Set exercise A: According to the history of Blomidon, in what year did the pupils of Whitewaters School write it?

----- Text provided -----

They’re scarce but you can find the Jerusalem artichoke growing wild here today; if you happen to harvest the roots, you’ll find they have a peculiar flavour and are a bit sooty but complement beef and wild fowl. Locally, at least one wild food enthusiast cultivates them for the table.

THE FIRST CAR, TELEPHONE, RADIO IN BLOMIDON (June 20/06)

“At the time, Mrs. Anna Porter (who lived in a house near the Cape) was out gathering an armful of wood. Suddenly a great whirring sound was heard. Glancing up the road from whence the sound seemed to come, she saw it coming…. She did not stop to gaze in wonder. Dropping her wood much quicker than she had picked it up, she ran into the house screaming hysterically, “Here comes the red devil.”

The “red devil” was an automobile and the time about a century ago. The automobile was just appearing in many Kings County communities and the reaction of Mrs. Anna Porter may have been typical of people hearing and seeing one for the first time.

Similar stories are told in various communities. However, in 1932 when the pupils of Whitewaters School wrote a history of Blomidon, the tale of Mrs. Porter’s reaction to an automobile was probably part of village folklore. It may not have happened just that way. But as you’ll see from other references to the automobile in this quaint history, its arrival was alarming to one and all.

-----

Set exercise B: Reproduce the records below word for word, from the line that contains "If you could place a marker on the exterior" through the last line of the records, including both ends.

----- Listing -----

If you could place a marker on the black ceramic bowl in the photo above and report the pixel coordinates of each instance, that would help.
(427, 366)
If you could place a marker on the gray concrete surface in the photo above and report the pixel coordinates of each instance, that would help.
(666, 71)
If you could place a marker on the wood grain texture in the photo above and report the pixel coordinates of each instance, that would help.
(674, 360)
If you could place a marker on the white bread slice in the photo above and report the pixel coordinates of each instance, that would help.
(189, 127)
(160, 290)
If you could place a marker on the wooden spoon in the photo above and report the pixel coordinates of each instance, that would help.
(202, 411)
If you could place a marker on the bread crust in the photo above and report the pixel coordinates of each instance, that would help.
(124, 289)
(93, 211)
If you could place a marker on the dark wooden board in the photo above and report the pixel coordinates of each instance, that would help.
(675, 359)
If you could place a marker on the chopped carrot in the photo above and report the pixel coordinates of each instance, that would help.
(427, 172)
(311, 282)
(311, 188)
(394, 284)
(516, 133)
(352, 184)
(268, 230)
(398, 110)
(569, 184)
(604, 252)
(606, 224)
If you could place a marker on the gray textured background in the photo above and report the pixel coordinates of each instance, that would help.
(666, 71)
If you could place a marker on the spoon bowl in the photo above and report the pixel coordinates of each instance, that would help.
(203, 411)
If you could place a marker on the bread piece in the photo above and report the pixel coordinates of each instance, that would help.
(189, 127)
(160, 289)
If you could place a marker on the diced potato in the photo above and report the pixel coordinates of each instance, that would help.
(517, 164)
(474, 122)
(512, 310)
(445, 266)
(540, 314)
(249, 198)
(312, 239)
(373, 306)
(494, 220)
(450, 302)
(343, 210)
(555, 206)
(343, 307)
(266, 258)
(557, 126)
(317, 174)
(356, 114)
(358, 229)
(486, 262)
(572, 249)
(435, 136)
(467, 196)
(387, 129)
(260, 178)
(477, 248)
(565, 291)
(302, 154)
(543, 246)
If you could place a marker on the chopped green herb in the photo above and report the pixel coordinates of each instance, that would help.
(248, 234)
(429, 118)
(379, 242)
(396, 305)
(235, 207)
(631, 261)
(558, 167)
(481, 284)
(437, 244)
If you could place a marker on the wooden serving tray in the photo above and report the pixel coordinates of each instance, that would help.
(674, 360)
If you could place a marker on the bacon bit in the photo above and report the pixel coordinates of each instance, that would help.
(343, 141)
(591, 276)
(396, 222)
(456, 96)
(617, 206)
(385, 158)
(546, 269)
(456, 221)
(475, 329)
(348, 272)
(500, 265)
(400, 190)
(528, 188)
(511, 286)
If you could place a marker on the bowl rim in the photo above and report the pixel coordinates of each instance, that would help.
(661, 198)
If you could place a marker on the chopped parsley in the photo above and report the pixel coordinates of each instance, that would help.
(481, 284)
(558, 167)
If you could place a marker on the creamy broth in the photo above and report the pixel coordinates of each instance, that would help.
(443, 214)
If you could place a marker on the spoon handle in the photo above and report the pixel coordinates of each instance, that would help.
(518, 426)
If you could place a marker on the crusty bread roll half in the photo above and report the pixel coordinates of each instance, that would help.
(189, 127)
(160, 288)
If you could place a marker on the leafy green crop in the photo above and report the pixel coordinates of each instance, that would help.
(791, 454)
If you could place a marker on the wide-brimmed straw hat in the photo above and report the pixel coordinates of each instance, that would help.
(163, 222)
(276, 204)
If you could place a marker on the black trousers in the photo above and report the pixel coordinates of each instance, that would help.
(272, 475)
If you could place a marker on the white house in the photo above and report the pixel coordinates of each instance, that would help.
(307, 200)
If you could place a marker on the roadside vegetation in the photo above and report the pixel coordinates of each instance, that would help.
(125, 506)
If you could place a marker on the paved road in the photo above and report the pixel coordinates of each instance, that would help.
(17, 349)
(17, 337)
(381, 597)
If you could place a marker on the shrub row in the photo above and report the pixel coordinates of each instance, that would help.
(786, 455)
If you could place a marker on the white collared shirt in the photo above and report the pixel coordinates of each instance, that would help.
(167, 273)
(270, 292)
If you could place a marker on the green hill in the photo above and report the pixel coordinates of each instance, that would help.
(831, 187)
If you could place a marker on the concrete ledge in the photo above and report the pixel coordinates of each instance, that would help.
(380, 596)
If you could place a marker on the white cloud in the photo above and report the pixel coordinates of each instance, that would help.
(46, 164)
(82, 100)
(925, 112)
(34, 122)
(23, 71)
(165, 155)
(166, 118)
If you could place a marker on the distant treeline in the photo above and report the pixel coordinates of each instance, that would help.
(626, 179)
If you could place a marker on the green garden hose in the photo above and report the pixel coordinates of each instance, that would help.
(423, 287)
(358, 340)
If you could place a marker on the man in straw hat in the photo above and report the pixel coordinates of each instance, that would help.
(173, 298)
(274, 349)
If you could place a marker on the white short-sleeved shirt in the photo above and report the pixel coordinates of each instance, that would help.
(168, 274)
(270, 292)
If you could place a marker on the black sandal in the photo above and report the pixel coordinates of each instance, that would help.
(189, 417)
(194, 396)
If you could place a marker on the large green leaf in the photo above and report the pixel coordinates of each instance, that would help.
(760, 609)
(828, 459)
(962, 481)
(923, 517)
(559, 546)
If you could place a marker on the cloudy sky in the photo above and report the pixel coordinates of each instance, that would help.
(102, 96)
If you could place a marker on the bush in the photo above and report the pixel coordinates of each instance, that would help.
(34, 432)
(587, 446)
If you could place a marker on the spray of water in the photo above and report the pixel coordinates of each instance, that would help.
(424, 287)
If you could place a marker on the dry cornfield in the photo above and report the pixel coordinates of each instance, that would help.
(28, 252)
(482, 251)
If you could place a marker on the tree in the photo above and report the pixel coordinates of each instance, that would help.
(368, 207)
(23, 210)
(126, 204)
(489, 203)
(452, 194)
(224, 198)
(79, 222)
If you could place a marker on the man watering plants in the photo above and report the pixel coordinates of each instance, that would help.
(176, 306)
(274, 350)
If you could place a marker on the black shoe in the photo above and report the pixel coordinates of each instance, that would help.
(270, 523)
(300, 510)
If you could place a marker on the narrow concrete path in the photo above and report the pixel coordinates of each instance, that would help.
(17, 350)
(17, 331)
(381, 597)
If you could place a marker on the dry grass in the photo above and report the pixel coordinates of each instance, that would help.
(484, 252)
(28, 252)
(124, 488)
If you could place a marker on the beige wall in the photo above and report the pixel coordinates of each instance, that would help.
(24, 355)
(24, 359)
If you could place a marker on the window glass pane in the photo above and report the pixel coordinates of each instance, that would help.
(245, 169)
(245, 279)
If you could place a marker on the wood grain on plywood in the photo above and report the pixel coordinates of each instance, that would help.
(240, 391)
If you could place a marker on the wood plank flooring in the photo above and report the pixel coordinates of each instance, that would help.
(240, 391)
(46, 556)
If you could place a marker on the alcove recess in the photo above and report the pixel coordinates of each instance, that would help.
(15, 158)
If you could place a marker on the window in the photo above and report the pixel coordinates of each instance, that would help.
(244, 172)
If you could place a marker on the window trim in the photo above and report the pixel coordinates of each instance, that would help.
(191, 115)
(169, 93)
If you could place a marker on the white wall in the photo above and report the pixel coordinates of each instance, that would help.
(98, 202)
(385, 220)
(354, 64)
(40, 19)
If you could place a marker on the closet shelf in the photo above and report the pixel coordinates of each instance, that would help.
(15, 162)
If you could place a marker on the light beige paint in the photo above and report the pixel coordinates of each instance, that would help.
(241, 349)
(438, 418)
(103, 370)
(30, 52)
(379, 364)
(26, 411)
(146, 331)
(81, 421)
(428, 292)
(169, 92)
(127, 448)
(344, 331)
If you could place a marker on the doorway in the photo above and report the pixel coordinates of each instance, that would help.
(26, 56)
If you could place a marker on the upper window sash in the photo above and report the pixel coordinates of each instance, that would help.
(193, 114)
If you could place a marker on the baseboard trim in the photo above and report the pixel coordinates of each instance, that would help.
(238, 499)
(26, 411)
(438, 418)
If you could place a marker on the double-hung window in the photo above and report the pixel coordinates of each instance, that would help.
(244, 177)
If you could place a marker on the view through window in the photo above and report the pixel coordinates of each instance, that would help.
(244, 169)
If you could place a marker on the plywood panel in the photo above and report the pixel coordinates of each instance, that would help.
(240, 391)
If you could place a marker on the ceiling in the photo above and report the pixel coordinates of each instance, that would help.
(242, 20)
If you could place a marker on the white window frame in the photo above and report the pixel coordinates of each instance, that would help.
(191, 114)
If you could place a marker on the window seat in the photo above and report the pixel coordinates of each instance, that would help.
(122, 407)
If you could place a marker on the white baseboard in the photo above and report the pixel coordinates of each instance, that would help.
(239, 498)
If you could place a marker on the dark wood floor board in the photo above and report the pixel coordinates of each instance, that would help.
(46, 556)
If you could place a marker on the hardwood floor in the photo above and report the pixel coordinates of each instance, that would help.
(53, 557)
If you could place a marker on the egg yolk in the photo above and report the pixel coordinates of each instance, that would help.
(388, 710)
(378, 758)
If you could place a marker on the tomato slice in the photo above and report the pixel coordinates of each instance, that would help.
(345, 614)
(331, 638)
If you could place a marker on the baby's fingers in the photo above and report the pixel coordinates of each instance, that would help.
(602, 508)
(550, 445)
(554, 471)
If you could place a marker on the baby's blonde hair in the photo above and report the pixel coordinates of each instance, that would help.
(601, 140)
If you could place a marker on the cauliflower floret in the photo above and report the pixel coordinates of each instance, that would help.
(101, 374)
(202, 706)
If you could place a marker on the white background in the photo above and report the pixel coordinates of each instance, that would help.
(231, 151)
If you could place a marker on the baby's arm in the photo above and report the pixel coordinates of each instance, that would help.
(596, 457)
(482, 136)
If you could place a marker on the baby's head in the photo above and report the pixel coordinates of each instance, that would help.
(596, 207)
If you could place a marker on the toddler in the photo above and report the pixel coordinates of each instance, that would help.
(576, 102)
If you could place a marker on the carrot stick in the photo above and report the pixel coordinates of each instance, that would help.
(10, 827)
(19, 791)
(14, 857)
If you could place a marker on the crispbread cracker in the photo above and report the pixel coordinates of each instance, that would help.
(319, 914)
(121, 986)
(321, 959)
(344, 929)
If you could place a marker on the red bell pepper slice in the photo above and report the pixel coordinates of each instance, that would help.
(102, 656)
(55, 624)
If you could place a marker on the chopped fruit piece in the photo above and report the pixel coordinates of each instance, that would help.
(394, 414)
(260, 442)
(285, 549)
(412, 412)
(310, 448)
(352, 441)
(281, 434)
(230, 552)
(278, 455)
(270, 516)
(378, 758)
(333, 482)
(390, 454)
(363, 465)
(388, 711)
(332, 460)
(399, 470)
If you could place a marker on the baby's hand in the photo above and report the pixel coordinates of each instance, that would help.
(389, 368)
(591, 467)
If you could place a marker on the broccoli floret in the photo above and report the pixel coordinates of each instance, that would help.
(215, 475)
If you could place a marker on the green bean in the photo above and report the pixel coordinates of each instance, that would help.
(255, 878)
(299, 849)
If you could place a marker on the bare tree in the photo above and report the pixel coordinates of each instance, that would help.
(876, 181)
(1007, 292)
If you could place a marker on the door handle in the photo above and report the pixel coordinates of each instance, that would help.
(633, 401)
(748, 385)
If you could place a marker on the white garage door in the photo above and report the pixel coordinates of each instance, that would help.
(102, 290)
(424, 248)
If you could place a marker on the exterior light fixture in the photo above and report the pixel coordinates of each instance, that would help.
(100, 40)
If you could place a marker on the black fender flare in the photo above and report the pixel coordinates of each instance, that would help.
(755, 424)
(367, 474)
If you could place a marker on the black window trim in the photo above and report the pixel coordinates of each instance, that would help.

-----

Complete output A: 1932

Complete output B:
If you could place a marker on the exterior light fixture in the photo above and report the pixel coordinates of each instance, that would help.
(100, 40)
If you could place a marker on the black fender flare in the photo above and report the pixel coordinates of each instance, that would help.
(755, 424)
(367, 474)
If you could place a marker on the black window trim in the photo above and report the pixel coordinates of each instance, that would help.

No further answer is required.